__Description of the task__.
Pick out each line in the records below that contains the string "ocean" and copy it.

Saved entries
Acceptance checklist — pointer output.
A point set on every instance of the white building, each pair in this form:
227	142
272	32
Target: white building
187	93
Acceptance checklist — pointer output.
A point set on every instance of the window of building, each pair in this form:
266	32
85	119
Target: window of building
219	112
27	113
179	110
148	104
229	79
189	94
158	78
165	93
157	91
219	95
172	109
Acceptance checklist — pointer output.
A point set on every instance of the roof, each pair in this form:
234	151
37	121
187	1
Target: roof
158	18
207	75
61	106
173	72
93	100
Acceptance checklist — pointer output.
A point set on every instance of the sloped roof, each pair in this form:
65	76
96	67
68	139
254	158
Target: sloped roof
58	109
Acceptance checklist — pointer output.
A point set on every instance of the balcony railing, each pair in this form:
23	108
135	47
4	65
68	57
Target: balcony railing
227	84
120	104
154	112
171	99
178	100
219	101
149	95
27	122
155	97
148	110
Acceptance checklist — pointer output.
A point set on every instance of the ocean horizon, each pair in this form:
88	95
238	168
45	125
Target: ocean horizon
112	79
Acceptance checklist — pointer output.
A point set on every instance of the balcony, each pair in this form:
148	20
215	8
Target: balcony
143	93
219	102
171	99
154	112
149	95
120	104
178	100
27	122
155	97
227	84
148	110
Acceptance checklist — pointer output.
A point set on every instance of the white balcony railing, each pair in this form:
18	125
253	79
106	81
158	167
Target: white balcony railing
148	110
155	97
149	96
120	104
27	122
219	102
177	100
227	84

==

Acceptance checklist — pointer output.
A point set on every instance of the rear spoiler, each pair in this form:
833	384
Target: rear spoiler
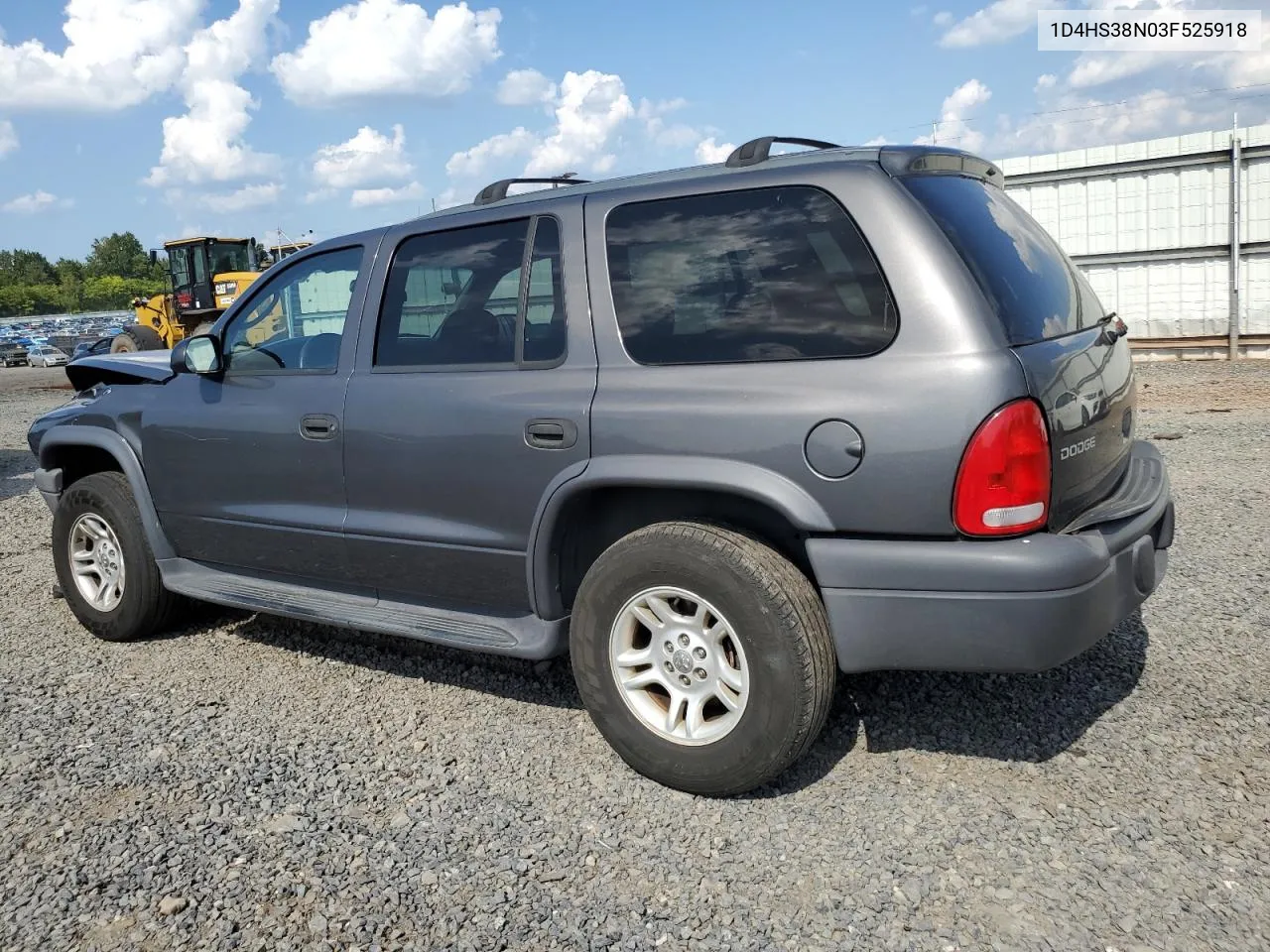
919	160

__Solution below__.
A point set on every instance of the ocean horizon, each pair in this form:
Target: ocean horizon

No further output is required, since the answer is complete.